STATED PROBLEM: Count the lines in the rows below that contain the string "front", and reply with the number alone.

SUPPLIED MATERIAL:
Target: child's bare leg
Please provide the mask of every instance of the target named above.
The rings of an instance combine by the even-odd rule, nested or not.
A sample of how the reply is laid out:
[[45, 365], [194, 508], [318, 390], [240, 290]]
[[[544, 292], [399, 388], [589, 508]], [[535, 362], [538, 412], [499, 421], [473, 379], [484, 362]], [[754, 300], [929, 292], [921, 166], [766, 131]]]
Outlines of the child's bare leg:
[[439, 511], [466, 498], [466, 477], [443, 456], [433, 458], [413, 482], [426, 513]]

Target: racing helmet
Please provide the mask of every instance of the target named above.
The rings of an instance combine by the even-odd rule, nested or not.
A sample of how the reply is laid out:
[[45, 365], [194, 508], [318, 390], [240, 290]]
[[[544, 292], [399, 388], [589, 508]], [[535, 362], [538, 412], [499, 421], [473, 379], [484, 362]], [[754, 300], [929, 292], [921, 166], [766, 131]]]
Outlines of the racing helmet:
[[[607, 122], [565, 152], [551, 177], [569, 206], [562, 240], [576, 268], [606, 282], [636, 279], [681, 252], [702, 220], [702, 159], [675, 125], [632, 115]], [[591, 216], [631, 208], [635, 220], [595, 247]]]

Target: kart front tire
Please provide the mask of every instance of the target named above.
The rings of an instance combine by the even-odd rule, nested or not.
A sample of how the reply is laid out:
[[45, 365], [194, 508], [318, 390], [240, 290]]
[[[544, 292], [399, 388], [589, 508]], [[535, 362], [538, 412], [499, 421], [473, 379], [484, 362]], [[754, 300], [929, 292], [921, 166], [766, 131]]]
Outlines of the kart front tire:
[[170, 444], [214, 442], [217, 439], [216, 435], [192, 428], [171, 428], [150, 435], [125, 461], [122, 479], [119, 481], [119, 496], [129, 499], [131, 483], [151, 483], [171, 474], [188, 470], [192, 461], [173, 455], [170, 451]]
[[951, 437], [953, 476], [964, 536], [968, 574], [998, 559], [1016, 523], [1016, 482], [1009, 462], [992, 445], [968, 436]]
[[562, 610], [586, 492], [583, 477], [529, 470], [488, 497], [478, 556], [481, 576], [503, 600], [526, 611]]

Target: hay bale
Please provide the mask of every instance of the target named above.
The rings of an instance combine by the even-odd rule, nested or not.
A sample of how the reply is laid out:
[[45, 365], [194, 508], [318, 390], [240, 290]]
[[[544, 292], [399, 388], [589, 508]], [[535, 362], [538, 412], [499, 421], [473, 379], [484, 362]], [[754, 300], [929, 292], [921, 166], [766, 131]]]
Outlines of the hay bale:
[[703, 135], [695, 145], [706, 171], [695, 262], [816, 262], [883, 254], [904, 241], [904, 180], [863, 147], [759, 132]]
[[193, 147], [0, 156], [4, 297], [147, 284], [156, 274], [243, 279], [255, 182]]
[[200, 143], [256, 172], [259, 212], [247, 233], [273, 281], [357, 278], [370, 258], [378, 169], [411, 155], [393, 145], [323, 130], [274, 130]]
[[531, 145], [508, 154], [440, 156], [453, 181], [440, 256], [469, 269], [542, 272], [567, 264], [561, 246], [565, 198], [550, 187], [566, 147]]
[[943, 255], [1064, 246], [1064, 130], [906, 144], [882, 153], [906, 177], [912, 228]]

EXERCISE RESULT: 2